■ Parts of the exercise ■
**1)** In the Jerusalem passage, what shall the dwellers of the city's habitations call the name of its streets?
**2)** Continue the Jerusalem passage from its final sentence onward.

-- start of Selected text --

And Oh! Oh thou Jerusalem! the holy City of the Lord thy God, This is the Word of thy Creator unto thee, who hath raised thee of a little stone, unto the proportion of the most immovable Mountain in the Globe of the whole Earth, and made thy Walls an everlast­ing safety, and thy Gates the entrance of joyfulness: I the Lord, the Most Mighty, will yet make the Coverings of thy Habitations, as a Glory of the greatest Dignity, and Crowns of the highest Royalty; for they shall be a resplendency of a transcending Light, reaching into the Chambers of the seventh Heavens; and the glitterings of the very Pavements of thy Streets, shall be as torches like flaming Hills, giving a thorow light unto the profoundest deeps of the Oceans: For loe, there shall be no more Earth between thee & the Chrystal Seas, nor yet an Element between thee and the upper Heavens: Moreover the day cometh unto the fruits of thy blessed Womb, that among them the walls of thy reach shall be no more counted nor called a confine; for they shall infinite­ly run over the utmost limitation of the space of place; and it shall be unto them which walk in thy streets, that they shall but look thereon, and though running as in a race, yet shall read, perceive, and understand the wonders of thy Creator, which are hid in the deeps; and through the brightness of them which have an everlast­ing scituation over all waters, they shall see the playes of the Fishes, and the rejoycings of their scooles in a smooth Sea without storms: For the Winds of the Winter shall cease for ever, and a tranquility of the entire Body of all the Constellations, shal cover her face with­out end; and the dwellers of thy habitations shall call the name of thy streets, The Prospective-Glass of the Counsels of the Omnipotent Majesty, which shews a perfection of fulness without the resemblance or form of figures.

-- end of Selected text --
-- start of Rows --

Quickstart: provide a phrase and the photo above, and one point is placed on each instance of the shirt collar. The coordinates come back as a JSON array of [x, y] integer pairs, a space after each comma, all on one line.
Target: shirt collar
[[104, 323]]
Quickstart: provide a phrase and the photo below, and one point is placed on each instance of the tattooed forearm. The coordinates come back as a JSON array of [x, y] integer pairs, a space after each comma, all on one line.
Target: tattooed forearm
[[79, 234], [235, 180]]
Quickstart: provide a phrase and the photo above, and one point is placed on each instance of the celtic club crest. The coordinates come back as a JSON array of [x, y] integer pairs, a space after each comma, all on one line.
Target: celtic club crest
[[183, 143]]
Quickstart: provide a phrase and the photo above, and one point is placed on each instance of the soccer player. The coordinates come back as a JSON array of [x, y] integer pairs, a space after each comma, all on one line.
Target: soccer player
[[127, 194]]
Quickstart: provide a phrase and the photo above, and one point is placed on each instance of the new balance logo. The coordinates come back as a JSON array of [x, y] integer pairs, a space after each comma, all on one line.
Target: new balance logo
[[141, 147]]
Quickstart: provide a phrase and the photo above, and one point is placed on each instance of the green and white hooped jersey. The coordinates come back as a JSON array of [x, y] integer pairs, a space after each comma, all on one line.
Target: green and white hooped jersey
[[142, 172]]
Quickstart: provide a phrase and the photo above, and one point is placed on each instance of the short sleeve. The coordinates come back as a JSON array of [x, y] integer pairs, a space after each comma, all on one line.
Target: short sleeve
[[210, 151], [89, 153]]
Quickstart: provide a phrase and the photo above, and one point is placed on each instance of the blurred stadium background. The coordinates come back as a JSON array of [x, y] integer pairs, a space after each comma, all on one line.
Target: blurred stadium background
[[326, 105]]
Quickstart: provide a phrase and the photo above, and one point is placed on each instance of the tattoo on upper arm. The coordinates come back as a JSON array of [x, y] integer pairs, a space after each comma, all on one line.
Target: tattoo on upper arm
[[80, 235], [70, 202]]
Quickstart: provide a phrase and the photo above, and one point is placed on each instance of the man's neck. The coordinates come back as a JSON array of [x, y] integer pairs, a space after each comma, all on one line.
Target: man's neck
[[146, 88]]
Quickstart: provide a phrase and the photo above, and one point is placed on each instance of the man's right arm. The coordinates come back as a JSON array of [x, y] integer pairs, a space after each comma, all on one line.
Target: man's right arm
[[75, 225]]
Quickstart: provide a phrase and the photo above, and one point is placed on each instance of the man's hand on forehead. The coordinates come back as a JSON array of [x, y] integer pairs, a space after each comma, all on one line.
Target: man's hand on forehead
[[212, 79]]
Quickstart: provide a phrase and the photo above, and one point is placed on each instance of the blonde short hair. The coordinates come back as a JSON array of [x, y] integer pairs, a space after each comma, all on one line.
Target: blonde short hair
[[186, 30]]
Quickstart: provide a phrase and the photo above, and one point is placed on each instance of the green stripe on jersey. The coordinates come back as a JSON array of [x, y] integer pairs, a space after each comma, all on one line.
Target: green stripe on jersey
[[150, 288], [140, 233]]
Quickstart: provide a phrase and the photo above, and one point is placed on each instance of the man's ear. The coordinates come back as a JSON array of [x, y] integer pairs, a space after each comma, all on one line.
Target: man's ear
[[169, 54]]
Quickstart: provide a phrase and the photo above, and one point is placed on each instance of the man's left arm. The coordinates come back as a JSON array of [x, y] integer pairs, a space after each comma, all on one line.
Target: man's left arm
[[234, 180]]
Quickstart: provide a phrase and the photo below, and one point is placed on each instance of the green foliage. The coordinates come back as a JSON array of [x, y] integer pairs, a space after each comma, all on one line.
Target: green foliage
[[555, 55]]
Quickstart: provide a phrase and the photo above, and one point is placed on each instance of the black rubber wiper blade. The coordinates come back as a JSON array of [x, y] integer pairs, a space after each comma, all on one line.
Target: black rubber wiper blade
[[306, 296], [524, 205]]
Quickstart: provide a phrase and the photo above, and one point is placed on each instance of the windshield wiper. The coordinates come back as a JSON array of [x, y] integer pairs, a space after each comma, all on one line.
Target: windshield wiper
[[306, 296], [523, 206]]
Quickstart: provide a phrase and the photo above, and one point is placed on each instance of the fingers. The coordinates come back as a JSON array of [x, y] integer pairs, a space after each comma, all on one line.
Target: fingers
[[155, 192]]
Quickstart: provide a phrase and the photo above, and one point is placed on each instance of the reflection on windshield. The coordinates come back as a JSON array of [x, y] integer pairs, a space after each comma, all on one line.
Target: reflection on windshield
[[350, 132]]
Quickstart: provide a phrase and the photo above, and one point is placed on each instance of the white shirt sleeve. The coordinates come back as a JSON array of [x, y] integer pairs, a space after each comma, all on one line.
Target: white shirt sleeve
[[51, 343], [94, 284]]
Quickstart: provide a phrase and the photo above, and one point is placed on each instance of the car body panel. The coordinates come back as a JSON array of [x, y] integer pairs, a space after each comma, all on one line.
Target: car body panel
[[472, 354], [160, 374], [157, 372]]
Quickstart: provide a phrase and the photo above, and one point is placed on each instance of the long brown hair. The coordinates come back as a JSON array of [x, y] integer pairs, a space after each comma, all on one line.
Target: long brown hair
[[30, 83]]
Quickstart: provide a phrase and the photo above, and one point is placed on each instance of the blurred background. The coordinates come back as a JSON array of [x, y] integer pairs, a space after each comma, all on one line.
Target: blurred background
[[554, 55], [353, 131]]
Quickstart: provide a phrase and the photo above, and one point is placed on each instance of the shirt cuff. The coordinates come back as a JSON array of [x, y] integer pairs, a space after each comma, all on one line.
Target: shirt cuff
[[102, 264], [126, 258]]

-- end of Rows --

■ Answers provided ■
**1)** The Prospective-Glass of the Counsels of the Omnipotent Majesty.

**2)**
Ah! thou Beauty of Beauties, on whose face the most illustrious Splendor of Splendors is spread; the very twinkling of thine eye, as the glimpse of a countenance cast over me, catches away my soul, as in the talants of Rapture, bearing me in a fiery Cloud. O God, let therefore the Ravishments, wherewith She hath ravished me, be­come Raptures of Rentings of the souls of her Seed, in the super­abundant solace of my spirit; and if my pleasures be not of a suffi­ciency equivolent to their statures, then let my body be broken as bread, and my bowels powred out as brooks, and let me walk hun­gry for the better things, and return as an empty pitcher to the Foun­tain of Waters, that yet in a little I may be a help to the least, which are the dearling Children of her Womb.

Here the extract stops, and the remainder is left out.